[Problem details]: Scale the material below, giving only the lines from the one with "Reviewer note: verify that every instance of the yellow" up to and including the one with "<point>290,229</point>", requests included. Multiply every point coordinate in the answers by 0.3 and round to whole numbers, with halves going up.

[Material to process]:

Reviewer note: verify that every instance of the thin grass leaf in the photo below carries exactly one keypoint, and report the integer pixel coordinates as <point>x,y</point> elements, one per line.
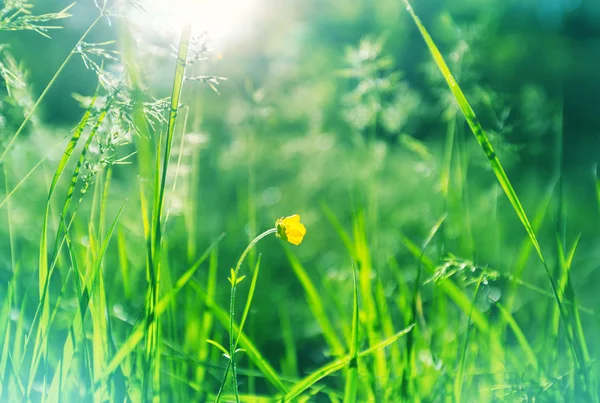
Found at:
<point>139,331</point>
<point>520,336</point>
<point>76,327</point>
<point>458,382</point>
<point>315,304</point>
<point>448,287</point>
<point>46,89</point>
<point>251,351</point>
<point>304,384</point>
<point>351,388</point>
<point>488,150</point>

* * *

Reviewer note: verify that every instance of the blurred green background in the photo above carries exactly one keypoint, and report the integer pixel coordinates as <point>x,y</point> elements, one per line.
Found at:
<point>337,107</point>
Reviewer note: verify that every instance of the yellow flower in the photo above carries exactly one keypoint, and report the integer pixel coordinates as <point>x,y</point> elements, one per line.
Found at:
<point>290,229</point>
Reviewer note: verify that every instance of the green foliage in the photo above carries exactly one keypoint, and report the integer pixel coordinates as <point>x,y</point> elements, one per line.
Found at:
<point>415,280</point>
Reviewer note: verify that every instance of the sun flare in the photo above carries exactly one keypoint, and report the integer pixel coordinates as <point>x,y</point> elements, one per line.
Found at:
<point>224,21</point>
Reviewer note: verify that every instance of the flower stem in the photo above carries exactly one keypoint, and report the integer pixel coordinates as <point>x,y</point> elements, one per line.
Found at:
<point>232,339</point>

[Answer to the problem]:
Reviewer note: verify that every instance of the yellow flower in the photo above carries exactly one keypoint, and report the integer pixel coordinates as <point>x,y</point> elements, one per line.
Found at:
<point>87,69</point>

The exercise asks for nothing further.